EXERCISE BRIEF:
Rewrite the passage of the Tour de France doping report that starts at "Calls made Thursday" and ends at "sports daily L'Equipe.", swapping "Web site" for "website".

TEXT EXCERPT:
=-=-=
Tour de France runner-up denies doping

Team Infidel

Forum Spin Doctor
Associated Press

MADRID, Spain - Tour de France runner-up Oscar Pereiro said he will send French authorities documentation of his waiver to take an asthma medication during the race - then wait for someone to "apologize" to him.
Earlier Thursday, a report in the French newspaper Le Monde said Pereiro twice tested positive for salbutamol during the race, but that the International Cycling Union had granted him a waiver for the asthma medication and was not pursuing sanctions against him. French anti-doping officials, however, said they were not convinced the waiver was medically justified.
"Tomorrow morning - Friday - I'll send a fax with the paperwork requested by the French anti-doping agency and then a certified letter, and once this is cleared up I'll wait for whoever needs to, to apologize to me," Pereiro said.
The Spanish cyclist spoke at a hastily convened news conference in the northwestern town of Vigo, accompanied by his personal allergy adviser, Dr. Luis Arenas.
"Deep down I'm calm," Pereiro said.
Pereiro could inherit the title if American Floyd Landis is stripped of the crown. A doping test showed Landis had elevated ratios of testosterone to epitestosterone. If Landis' appeal fails, he could be banned from cycling for two years.
Calls made Thursday by The Associated Press to French anti-doping agency president Pierre Bordry were not immediately returned, but he was quoted on the Web site of French sports daily L'Equipe.
"He (Pereiro) won't answer us, even though we've told him that he is required to do so," Bordry said. "It seems Pereiro has lost track of the doctor who filled out his forms. Pereiro must prove his innocence. The fact he is unwilling to do so, at this moment, is inadmissible."
Pereiro said he had been cleared by the UCI to use Ventolin, an inhaler prescribed medically to ease asthma.
Arenas said that Pereiro suffered from "light to moderate" asthma, a "very common illness."
"With the dose recommended in his case, and in the manner it has been prescribed to him, it's impossible that it could have given a positive reading," Arenas said.
"The cyclist's own record and a study made in March last year demonstrate that Oscar has a sensitivity in his bronchioles which is greater than that of the average of the population, and that causes him to have to take medication if he presents symptoms that might justify it."
=-=-=
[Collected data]
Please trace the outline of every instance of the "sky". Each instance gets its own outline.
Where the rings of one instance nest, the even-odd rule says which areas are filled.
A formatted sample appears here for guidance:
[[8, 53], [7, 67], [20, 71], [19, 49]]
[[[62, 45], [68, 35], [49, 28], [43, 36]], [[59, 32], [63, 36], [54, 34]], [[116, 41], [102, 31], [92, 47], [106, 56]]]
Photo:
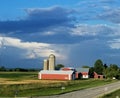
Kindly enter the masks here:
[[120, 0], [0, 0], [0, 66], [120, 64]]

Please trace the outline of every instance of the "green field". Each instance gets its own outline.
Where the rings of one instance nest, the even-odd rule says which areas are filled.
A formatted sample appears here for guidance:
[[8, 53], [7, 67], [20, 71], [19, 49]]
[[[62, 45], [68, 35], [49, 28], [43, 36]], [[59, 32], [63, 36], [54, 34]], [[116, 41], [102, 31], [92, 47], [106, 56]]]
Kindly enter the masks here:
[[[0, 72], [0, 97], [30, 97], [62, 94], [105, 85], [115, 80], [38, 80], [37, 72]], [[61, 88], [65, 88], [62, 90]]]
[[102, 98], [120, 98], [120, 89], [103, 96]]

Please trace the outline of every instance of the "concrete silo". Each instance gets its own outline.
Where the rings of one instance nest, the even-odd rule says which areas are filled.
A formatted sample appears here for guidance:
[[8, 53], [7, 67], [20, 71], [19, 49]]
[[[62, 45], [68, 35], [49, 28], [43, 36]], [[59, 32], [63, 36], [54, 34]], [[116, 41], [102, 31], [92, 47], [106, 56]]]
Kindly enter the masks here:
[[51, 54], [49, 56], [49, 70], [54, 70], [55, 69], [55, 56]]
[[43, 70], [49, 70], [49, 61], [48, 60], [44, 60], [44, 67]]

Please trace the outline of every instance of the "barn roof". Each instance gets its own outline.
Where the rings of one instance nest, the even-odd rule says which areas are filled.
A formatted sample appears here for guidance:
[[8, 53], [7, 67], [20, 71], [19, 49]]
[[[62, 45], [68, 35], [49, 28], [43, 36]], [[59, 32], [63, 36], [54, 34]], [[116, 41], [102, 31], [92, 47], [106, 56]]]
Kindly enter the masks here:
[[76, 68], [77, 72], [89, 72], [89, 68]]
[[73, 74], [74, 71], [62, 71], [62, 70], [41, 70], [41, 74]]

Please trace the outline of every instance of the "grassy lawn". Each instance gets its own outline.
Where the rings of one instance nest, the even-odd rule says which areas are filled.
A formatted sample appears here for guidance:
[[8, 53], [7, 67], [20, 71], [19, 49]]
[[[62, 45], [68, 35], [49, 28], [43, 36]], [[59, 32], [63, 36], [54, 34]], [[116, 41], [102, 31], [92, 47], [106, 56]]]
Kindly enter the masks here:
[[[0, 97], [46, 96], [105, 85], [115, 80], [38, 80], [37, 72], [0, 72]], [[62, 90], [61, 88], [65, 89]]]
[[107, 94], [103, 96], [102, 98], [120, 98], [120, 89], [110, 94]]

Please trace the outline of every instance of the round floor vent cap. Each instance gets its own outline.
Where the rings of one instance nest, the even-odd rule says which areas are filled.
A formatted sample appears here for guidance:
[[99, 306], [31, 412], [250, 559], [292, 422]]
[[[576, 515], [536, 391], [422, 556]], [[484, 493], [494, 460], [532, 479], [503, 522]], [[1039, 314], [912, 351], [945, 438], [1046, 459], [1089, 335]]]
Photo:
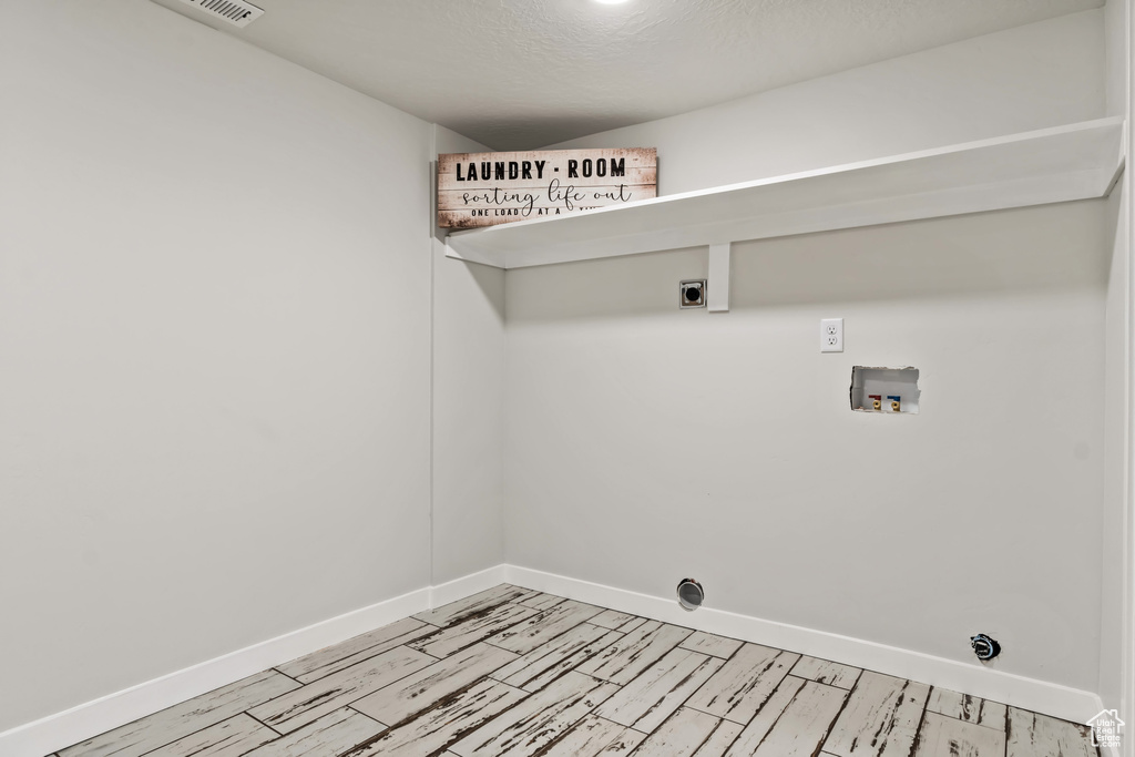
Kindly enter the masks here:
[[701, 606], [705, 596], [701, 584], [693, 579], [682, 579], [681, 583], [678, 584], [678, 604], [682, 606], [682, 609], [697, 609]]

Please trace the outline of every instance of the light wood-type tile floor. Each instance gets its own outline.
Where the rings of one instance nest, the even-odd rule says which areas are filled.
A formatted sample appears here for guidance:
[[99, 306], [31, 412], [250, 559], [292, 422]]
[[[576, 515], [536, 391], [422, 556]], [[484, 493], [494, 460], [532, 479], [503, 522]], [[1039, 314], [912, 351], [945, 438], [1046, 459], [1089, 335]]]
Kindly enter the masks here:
=-=-=
EXERCISE ANSWER:
Calls made Thursday by The Associated Press to French anti-doping agency president Pierre Bordry were not immediately returned, but he was quoted on the website of French sports daily L'Equipe.